Directions for this task → Gather and copy every line below that contains the word "grass". Matching is case-sensitive.

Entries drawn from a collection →
>>>
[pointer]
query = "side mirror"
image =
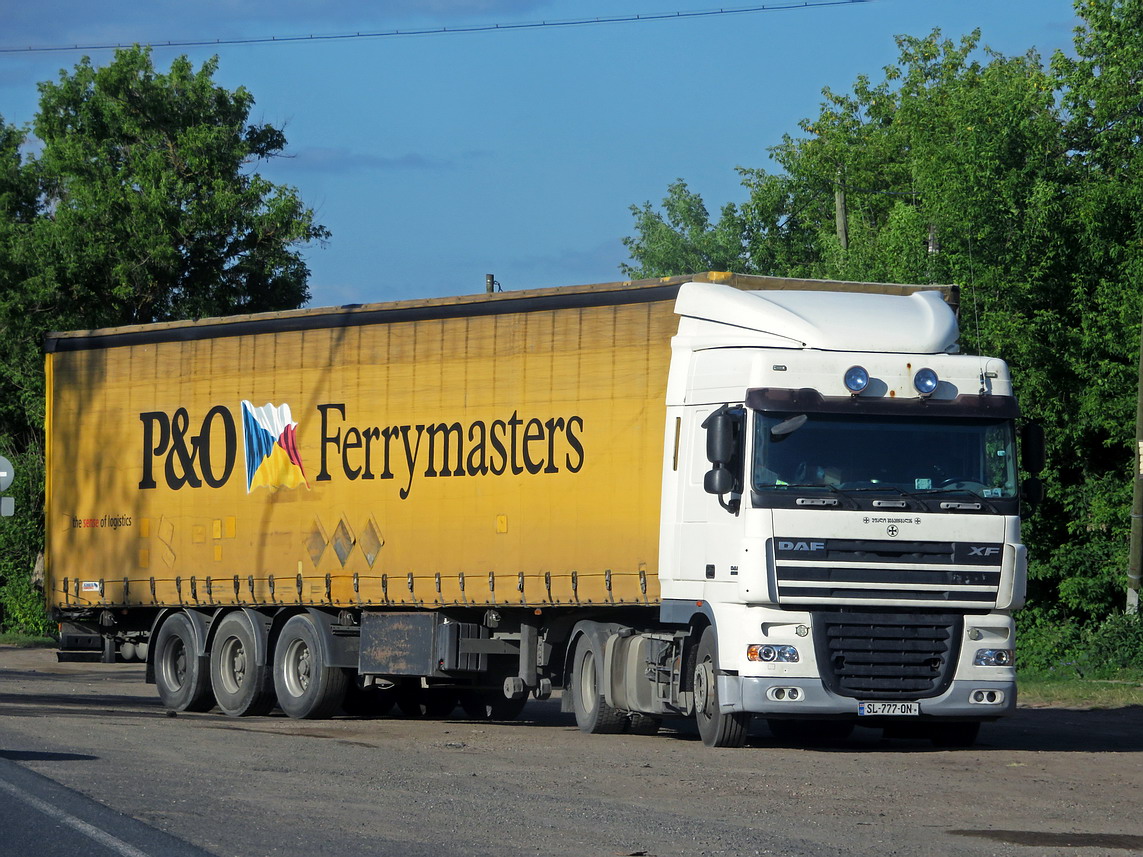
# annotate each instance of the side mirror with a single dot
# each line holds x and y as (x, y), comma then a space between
(720, 440)
(1031, 493)
(719, 481)
(1032, 449)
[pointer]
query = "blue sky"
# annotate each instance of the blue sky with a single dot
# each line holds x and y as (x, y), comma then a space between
(438, 159)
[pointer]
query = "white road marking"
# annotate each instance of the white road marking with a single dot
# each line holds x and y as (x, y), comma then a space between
(90, 831)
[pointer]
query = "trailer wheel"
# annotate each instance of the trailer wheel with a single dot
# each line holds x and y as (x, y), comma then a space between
(308, 688)
(182, 682)
(592, 714)
(717, 728)
(241, 685)
(490, 705)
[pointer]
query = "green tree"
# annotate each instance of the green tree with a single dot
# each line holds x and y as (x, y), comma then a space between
(1022, 183)
(140, 202)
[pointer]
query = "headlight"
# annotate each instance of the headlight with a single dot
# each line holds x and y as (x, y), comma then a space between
(773, 654)
(993, 657)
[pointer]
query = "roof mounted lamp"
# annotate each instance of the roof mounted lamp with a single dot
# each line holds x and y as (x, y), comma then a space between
(856, 379)
(926, 382)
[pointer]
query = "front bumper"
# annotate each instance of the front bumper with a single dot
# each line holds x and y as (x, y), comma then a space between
(962, 701)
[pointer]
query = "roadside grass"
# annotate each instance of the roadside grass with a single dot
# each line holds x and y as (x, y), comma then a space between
(1054, 691)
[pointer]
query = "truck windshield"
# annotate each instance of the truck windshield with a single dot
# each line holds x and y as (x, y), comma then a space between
(894, 454)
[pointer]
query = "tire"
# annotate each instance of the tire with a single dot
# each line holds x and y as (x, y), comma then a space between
(490, 705)
(306, 687)
(812, 733)
(717, 728)
(181, 675)
(241, 686)
(954, 735)
(592, 714)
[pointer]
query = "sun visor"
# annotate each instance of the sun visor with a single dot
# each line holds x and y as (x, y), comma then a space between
(918, 323)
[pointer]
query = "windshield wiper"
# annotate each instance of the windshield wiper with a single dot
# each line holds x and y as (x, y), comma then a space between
(978, 501)
(902, 491)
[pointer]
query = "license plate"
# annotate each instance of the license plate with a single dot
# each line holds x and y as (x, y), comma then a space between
(909, 710)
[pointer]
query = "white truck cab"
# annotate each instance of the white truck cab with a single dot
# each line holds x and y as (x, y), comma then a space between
(840, 513)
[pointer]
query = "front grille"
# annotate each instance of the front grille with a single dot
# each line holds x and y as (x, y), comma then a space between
(887, 655)
(812, 571)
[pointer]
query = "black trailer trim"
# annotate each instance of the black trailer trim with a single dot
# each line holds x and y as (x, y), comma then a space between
(358, 317)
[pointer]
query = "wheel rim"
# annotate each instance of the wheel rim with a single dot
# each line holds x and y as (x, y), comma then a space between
(588, 686)
(298, 667)
(704, 678)
(233, 664)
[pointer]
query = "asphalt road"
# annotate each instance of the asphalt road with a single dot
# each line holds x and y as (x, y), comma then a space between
(92, 765)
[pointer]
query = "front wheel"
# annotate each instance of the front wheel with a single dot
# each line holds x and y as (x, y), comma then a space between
(717, 728)
(180, 677)
(308, 688)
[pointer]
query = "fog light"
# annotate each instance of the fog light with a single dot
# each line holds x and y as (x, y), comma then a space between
(986, 697)
(769, 654)
(992, 657)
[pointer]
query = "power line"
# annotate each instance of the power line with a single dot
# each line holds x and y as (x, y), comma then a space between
(447, 30)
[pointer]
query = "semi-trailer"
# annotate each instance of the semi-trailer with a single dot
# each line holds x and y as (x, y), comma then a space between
(716, 496)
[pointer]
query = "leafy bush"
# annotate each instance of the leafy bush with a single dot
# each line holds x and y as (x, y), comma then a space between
(1049, 645)
(23, 608)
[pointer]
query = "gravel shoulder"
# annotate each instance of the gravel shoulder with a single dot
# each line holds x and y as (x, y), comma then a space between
(1044, 782)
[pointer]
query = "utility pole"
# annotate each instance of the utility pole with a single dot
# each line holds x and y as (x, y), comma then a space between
(1135, 561)
(840, 216)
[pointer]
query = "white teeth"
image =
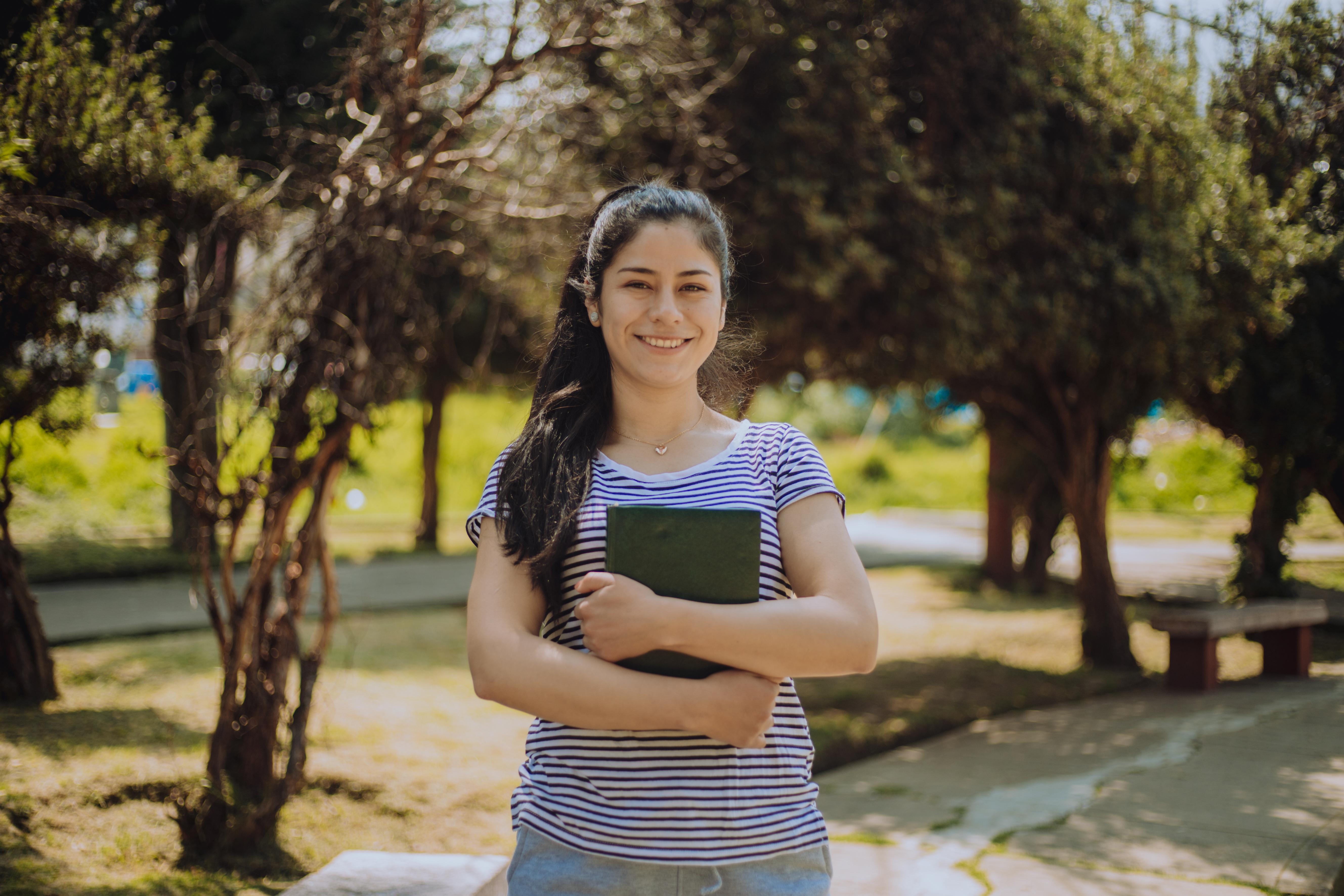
<<<
Final result →
query = "roadside grass"
# annotate each instance of the roadside grass with a single dot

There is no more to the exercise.